▶ [Request]:
Repeat every item below word for word, leaving out the pictures.

▶ [Task material]:
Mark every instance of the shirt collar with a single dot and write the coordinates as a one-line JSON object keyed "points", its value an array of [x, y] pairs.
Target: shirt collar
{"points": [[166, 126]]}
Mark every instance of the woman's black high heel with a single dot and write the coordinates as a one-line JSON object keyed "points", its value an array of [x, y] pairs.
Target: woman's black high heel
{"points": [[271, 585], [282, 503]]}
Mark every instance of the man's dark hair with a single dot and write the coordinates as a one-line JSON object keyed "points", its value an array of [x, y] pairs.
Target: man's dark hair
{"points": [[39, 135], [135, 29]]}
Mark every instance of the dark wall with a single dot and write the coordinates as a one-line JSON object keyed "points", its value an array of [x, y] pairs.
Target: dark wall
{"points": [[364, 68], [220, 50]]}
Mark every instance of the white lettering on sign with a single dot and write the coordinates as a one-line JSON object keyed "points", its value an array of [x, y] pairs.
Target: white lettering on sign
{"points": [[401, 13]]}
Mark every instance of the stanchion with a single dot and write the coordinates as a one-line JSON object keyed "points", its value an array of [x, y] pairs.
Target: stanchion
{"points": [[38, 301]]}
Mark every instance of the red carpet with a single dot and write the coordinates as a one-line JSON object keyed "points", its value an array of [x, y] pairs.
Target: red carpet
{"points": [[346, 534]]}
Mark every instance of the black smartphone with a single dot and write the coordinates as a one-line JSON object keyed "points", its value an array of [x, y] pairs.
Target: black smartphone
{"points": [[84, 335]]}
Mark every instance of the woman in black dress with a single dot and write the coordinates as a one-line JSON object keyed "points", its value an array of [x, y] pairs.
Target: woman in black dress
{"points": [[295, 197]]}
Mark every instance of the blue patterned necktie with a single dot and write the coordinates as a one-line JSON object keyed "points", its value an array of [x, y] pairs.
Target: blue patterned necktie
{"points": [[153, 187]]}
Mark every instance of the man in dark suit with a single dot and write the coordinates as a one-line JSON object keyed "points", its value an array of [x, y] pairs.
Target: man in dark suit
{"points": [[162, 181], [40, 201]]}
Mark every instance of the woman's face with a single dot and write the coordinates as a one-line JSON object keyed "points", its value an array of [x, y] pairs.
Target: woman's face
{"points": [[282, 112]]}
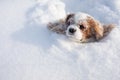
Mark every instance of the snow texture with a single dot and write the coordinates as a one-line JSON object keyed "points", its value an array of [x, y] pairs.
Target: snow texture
{"points": [[28, 51]]}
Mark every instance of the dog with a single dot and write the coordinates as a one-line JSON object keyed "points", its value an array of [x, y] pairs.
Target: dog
{"points": [[81, 27]]}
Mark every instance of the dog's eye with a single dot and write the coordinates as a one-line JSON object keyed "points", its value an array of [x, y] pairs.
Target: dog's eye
{"points": [[81, 27]]}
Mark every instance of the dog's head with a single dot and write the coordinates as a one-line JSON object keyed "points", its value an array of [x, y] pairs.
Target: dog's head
{"points": [[83, 27]]}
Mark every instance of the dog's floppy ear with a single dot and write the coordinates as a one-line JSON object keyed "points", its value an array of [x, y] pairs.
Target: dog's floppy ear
{"points": [[69, 19], [96, 27]]}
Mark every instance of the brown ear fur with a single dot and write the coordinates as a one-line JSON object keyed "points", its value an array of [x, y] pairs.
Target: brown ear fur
{"points": [[96, 27], [108, 28], [69, 18]]}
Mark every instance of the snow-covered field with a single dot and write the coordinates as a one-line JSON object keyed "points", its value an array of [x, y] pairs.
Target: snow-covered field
{"points": [[28, 51]]}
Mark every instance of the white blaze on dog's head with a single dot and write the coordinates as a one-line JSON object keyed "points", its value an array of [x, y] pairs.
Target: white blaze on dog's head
{"points": [[81, 27]]}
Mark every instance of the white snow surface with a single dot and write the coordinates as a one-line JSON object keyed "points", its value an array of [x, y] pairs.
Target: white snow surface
{"points": [[28, 51]]}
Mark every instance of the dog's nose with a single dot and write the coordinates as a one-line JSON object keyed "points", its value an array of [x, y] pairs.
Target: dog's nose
{"points": [[72, 30]]}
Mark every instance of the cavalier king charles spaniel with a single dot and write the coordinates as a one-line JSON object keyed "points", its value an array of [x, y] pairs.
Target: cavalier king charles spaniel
{"points": [[81, 27]]}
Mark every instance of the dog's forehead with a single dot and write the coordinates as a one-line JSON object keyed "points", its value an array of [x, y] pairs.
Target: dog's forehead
{"points": [[79, 17]]}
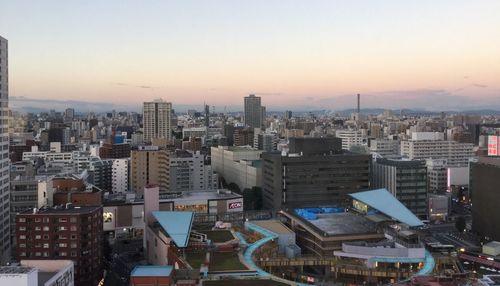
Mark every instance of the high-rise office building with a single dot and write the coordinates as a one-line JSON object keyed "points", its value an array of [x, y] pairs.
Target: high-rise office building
{"points": [[157, 120], [486, 197], [253, 111], [4, 153]]}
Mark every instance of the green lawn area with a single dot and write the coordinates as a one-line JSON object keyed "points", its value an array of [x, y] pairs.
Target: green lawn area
{"points": [[244, 282], [195, 259], [221, 261], [219, 235]]}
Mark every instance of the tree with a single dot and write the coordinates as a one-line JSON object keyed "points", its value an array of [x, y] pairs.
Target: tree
{"points": [[460, 223]]}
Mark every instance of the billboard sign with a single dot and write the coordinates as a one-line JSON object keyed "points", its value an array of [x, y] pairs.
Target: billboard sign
{"points": [[235, 205]]}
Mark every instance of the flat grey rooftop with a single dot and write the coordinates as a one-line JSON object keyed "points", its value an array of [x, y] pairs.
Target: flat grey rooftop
{"points": [[343, 224]]}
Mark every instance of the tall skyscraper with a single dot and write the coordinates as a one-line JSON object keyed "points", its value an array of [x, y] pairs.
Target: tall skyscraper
{"points": [[157, 120], [4, 154], [253, 111]]}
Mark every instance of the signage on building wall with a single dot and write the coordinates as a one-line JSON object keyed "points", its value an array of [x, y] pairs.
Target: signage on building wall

▶ [Response]:
Mark every instance of the shirt collar with a single dot and write the coordinates as a one-line JSON object keyed "points", its value an array of [x, y] pairs.
Target: shirt collar
{"points": [[166, 126]]}
Mark every instance of the woman's black high heel with a single dot and write the coordinates as a one-line JSON object keyed "points", its value an array of [x, y] pairs.
Target: woman's black high heel
{"points": [[271, 585], [282, 503]]}
Mark every instance of the man's dark hair with a single dot and write the coordinates as a one-line JSON object keyed "points", its value an array of [x, y] pairs.
Target: man's dark hair
{"points": [[39, 135], [135, 29]]}
Mark every instance of the dark wall with a single dot and write the coordinates as a one-line JSON object keyed "points", its value an array of [x, y] pairs.
Target: dark wall
{"points": [[364, 68], [220, 50]]}
Mark every instance of the white lettering on sign with a single dot and write the coordinates as a one-line JSON object keyed "points", its value an array of [x, y] pairs.
Target: white lettering on sign
{"points": [[401, 13]]}
Mark every instance of the stanchion with a single dot and write the coordinates as a one-line JSON object keyed "points", its value an array of [x, y] pairs.
Target: stanchion
{"points": [[38, 301]]}
Mark every instance of the red carpet with a single dot and write the coordinates as a one-line JSON object keyed "points", its value an array of [x, y] pairs.
Target: red carpet
{"points": [[346, 534]]}
Mark every instance of the black smartphone with a single dot and write the coordinates as a one-line JSON object keyed "points", its value an array of [x, y] pairs.
Target: black smartphone
{"points": [[84, 335]]}
Mark every instance of the woman in black dress with a single dot and write the coordinates as a one-line JSON object keyed "points", its value an array of [x, y] pairs.
Target: woman in black dress
{"points": [[295, 197]]}
Mark every instance of the blue patterned necktie with a single dot and write the coordinates as a one-line JSON object keyed "points", its value an array of [x, y] pairs.
Target: blue patterned necktie
{"points": [[153, 187]]}
Mark every instance of the man in dark suit with a single dot and write the coordinates as a one-line JSON object keyed "points", its value an array of [x, y] pairs.
Target: man in dark suit
{"points": [[162, 181], [40, 201]]}
Mark every instance of the woman's face with a single dot and write the coordinates as a one-line JSON object keyed "points", its value an array of [x, y] pairs.
Target: woman's face
{"points": [[282, 112]]}
Mark every instance of the snow texture with a single dot and write the coordinates as a one-line JSON object keyed "points", its value an array of [x, y] pairs.
Target: snow texture
{"points": [[28, 51]]}
Mark every instance of the dog with a single dot and write the coordinates as a one-line JSON object keyed "points", its value an array of [x, y] pairs.
Target: dog
{"points": [[81, 27]]}
Mark every instance of the dog's eye with a single dot and write the coordinates as a one-line JSON object keyed "points", its value an array of [x, y] pairs.
Target: dog's eye
{"points": [[81, 27]]}
Mark every instance of the dog's head with a single dot and write the coordinates as a one-line JSON object keyed "points", its value an array of [x, y] pairs.
Target: dog's head
{"points": [[83, 27]]}
Mark every instance of the dog's floppy ear with a single dot and write the coordinates as a one-line JSON object keyed "points", its value an array of [x, y] pairs.
Target: dog's floppy ear
{"points": [[69, 19], [96, 27]]}
Mark every instance of the brown ear fur with a single dot and write the coordinates as a one-line JSON object keyed "points", its value an array of [x, y] pairs.
Target: brown ear fur
{"points": [[96, 27], [108, 28], [69, 18]]}
Mark every instance of the snow-covered field with a single dot and write the coordinates as a one-line JSON object keyed "points", its value an array of [x, y] pairs.
Target: snow-covered field
{"points": [[28, 51]]}
Mark every instance of the white blaze on dog's head with a single dot and write the coordinates as a one-line JSON object keyed "points", its value an array of [x, y] pairs.
Target: white blaze on dog's head
{"points": [[81, 27]]}
Mark every instance of the white snow surface with a single dot and write the coordinates as a one-line JSON object keyed "points", its value an array of [x, y] pairs.
Target: white snow surface
{"points": [[28, 51]]}
Mark every instance of the dog's nose with a single dot and write the coordinates as a one-line JSON object keyed "points", its value an array of [x, y] pairs.
Target: dog's nose
{"points": [[72, 30]]}
Mark every instance of the cavalier king charles spaniel with a single dot and write the coordinates as a one-line JSON object keyed "points", its value an array of [x, y] pairs.
Target: cavalier king charles spaniel
{"points": [[81, 27]]}
Mark every instance of the dog's forehead with a single dot and write the coordinates as a one-line JSON object keyed "points", its value an array of [x, y] pairs.
Target: dog's forehead
{"points": [[79, 17]]}
Mark every instance of the high-rise office building with a single dot and write the coordinates as a one-line JSON object keyed "points", its value an array of [x, y] pairs.
Target: high-rise office building
{"points": [[157, 120], [486, 197], [253, 111], [4, 153]]}
Mark every instance of the green lawn area with a single dot and write the coordinates as a one-line JSON object keyed "points", its value an array of [x, y] pairs.
Target: green lawn area
{"points": [[244, 282], [195, 259], [221, 261], [219, 235]]}
Mark every instance of the tree with a single dot and write the coordinates as a one-line JSON object keyed "points", its value an array of [x, y] pairs.
Target: tree
{"points": [[460, 223]]}
Mark every instance of the billboard sign with a single dot and write the coordinates as a one-line JSON object keyed "points", its value an array of [x, y] pairs.
Target: billboard sign
{"points": [[235, 205]]}
Mark every instance of the flat grey rooftop with a single dot and write the coordinates as a one-line JSON object keyed "points", its value an array of [x, y] pairs.
Target: flat grey rooftop
{"points": [[343, 224]]}
Mark every instance of the tall skyscraper with a single dot and write the coordinates as a one-line JSON object keyed "points", its value an array of [x, y] pairs.
Target: tall skyscraper
{"points": [[157, 120], [4, 154], [253, 111]]}
Mark every instance of the signage on building wall with a single dot and write the coordinates as a one-line JSON object keyed "points", its value an array of [x, y] pairs.
Target: signage on building wall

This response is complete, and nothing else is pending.